→ SET PROBLEM
State how many lines in the entries below contain the string "frame". Matching is case-sensitive, and the reply should be the number alone.

→ LISTED RECORDS
- - - -
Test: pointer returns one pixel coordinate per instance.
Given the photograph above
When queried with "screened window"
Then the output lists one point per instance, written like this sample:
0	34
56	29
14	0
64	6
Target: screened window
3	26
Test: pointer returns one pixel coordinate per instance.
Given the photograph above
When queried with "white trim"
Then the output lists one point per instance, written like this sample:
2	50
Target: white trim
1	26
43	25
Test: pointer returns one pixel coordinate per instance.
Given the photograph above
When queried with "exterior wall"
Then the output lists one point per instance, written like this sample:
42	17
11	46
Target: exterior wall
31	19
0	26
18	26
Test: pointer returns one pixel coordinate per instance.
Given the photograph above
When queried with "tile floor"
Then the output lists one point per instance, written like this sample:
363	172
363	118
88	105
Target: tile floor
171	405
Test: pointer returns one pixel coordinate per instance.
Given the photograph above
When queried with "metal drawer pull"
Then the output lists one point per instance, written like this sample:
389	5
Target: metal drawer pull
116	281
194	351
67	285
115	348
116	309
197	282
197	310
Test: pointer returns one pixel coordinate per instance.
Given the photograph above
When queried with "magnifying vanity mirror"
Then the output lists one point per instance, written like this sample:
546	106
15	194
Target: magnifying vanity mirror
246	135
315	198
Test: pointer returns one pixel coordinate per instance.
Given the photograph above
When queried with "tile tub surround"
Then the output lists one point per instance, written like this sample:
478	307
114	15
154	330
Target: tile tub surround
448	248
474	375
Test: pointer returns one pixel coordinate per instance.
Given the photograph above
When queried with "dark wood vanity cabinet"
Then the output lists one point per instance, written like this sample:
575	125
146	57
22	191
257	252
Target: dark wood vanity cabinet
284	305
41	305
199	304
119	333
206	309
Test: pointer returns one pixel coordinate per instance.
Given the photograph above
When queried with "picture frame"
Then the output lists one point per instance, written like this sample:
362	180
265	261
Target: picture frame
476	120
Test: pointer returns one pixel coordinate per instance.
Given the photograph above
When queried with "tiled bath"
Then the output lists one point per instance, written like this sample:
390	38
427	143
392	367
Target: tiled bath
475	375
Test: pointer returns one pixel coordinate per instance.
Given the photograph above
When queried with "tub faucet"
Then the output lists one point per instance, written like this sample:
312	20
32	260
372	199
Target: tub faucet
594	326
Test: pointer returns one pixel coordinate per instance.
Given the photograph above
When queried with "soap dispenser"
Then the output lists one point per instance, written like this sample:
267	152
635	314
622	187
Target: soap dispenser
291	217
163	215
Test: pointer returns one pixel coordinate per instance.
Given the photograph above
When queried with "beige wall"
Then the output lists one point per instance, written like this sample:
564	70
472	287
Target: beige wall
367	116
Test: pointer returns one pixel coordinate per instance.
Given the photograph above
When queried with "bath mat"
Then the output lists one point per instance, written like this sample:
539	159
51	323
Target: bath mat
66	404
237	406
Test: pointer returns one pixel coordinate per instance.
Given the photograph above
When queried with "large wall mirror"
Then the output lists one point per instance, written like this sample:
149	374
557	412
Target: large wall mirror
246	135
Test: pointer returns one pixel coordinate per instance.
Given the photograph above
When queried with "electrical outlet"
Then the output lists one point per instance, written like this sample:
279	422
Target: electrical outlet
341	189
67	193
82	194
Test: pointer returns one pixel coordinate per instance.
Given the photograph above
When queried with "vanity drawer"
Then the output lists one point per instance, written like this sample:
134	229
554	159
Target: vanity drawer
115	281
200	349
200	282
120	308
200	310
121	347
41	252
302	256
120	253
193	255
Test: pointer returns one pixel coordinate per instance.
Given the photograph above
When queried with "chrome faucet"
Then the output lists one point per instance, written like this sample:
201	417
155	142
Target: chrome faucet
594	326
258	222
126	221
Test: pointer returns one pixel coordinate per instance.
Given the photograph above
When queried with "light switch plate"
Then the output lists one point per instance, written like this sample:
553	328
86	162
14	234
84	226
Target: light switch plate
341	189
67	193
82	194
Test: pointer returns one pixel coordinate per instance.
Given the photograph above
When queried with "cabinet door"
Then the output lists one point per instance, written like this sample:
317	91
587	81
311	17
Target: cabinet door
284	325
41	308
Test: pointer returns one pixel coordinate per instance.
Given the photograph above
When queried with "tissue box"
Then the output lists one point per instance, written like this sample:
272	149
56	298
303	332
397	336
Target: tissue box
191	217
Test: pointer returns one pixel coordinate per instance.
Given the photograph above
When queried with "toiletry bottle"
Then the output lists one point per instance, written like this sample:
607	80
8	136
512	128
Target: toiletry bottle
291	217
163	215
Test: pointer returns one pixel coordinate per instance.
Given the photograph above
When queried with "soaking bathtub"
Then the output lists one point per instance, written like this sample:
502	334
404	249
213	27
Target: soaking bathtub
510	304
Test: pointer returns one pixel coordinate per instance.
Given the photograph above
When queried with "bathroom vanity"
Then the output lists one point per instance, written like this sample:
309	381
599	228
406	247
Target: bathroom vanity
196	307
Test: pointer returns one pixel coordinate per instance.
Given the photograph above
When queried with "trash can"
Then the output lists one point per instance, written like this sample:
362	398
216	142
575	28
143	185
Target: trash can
- - - -
→ SOLVED EXERCISE
2